====== EXTRACTED DATA

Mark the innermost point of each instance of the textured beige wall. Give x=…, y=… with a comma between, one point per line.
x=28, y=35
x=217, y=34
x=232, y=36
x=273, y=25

============

--- PROBLEM REQUIREMENTS ---
Pull every line out of the listing above and copy each one word for word, without changing anything.

--- TASK OUTPUT ---
Mark the innermost point of each instance of the textured beige wall. Give x=…, y=… with a comma between, one point per line.
x=28, y=35
x=217, y=34
x=232, y=36
x=273, y=25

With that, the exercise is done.